• Stated exercise: Reproduce everything from the line containing "of the blurred" down to the last of the items, requests included. Multiply each coordinate in the answers by 1.75 and round it to a whole number, with halves rounded up, but leave the numbers in the requests and their format samples unchanged.

• Data shown:
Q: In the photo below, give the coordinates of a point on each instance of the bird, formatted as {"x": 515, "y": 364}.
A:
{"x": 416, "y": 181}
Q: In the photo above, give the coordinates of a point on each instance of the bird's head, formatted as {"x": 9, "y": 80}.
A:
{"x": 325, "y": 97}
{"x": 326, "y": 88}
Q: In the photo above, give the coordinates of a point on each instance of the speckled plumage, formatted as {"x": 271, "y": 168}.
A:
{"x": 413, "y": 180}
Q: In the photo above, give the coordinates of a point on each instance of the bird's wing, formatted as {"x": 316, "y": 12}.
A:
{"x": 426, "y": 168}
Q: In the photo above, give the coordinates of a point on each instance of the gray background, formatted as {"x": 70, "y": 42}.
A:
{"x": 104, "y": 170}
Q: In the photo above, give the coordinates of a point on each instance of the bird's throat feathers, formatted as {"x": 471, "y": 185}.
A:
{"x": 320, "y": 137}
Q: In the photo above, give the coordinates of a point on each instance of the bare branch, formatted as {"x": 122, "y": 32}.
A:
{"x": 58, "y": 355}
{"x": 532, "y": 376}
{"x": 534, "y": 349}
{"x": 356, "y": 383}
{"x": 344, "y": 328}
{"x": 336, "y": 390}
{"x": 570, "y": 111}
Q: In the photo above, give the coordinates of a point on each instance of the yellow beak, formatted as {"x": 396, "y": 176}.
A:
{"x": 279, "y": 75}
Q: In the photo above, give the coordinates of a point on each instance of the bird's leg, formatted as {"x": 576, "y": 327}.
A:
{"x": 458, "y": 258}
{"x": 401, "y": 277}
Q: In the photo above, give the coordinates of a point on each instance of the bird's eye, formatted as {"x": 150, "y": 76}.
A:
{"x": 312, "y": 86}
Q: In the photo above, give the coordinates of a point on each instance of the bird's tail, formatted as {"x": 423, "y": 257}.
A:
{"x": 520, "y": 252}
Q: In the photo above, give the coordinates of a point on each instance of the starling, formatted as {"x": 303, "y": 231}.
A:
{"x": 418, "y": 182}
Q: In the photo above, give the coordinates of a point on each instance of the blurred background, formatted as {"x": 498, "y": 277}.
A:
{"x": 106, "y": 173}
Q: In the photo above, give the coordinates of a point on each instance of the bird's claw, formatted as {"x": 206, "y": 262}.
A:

• Reply to the exercise:
Q: In the photo above, give the coordinates of a point on each instance of the blurred background, formatted as {"x": 498, "y": 277}.
A:
{"x": 186, "y": 303}
Q: In the photo above, give the coordinates of a point on each instance of the bird's claw, formatted as {"x": 206, "y": 262}.
A:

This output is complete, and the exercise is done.